Transcribe everything in the passage on polynomial and logistic regression from "Documentation: sklearn.linear_model.LinearRegression —" down to "the other class).".
══ Given passage
With Polynomial Regression, we’re doing something similar to Linear Regression. We’re trying to find the polynomial of given degree that minimizes the squared error, except the degree of the polynomial can be set arbitrarily.

Pros

• Allows you to more easily understand polynomial relationships between your input and target data
• Low Variance (assuming low maximum degree)
• As long as the maximum degree of the polynomial you set is below ~3, you can expect consistent performance and outputs for not-too-small datasets
• Easy to train
• Generalizes to data outside the domain of the input data

Cons

• Moderate-to-High Bias
• For non-polynomial relationships, it’s still difficult for this model to internalize the nuances of the relationship
• Very easy to overfit
• Setting the maximum degree to more than 3 means you have at least 3 times as many features to train
• Sensitive to outliers
• Because points far from the prediction are penalized heavily, this picks up on outliers and considerably alters itself to compensate

Libraries

sklearn.linear_model.LinearRegression & sklearn.preprocessing.PolynomialFeatures

Resources

Documentation: sklearn.linear_model.LinearRegression — scikit-learn 0.23.1 documentation
sklearn.preprocessing.PolynomialFeatures — scikit-learn 0.23.1 documentation

Articles: Python | Implementation of Polynomial Regression
Machine Learning: Polynomial Regression with Python

Logistic [RC]

How It Works

Logistic regression takes in input data belonging to one of two classes and fits a logistic curve to maximize the probability of a correct prediction at any point. Then, it outputs the probability that data is in one of the classes (and, because there are only two classes, you also get the probability that it’s not in the other class).
════
══ Dataset extract
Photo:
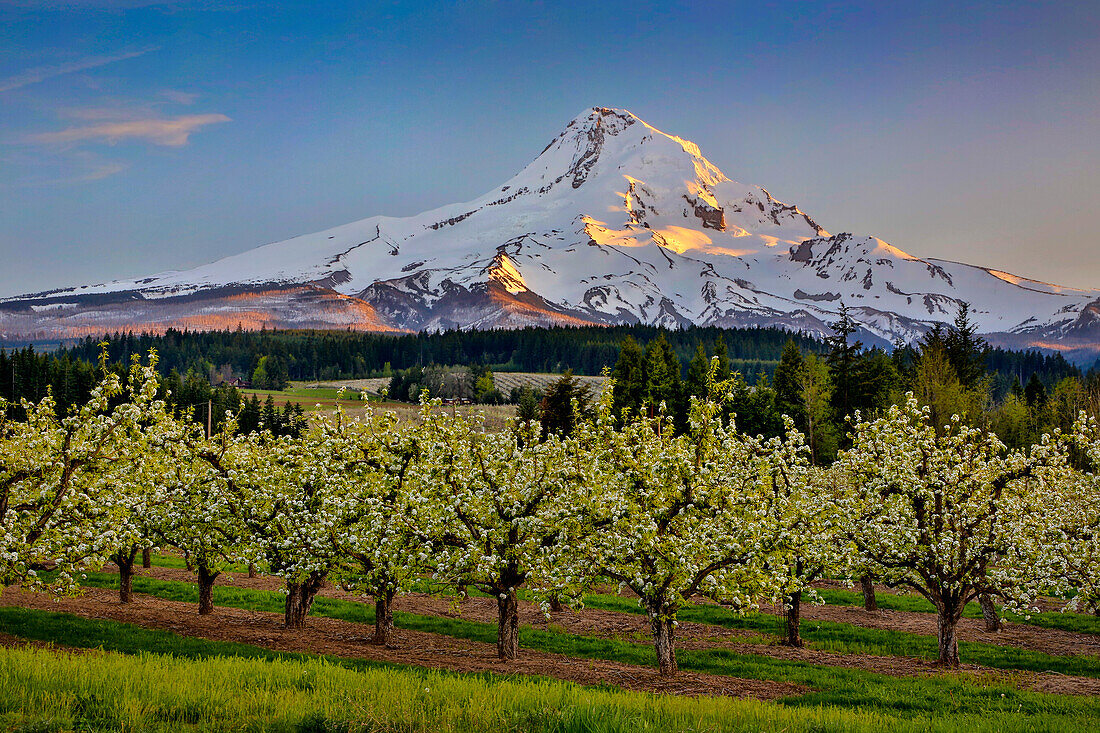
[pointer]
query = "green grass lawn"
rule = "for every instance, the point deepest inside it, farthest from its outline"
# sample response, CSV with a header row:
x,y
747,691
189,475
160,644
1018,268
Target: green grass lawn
x,y
855,688
174,682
════
> **Answer for this exercise**:
Documentation: sklearn.linear_model.LinearRegression — scikit-learn 0.23.1 documentation
sklearn.preprocessing.PolynomialFeatures — scikit-learn 0.23.1 documentation

Articles: Python | Implementation of Polynomial Regression
Machine Learning: Polynomial Regression with Python

Logistic [RC]

How It Works

Logistic regression takes in input data belonging to one of two classes and fits a logistic curve to maximize the probability of a correct prediction at any point. Then, it outputs the probability that data is in one of the classes (and, because there are only two classes, you also get the probability that it’s not in the other class).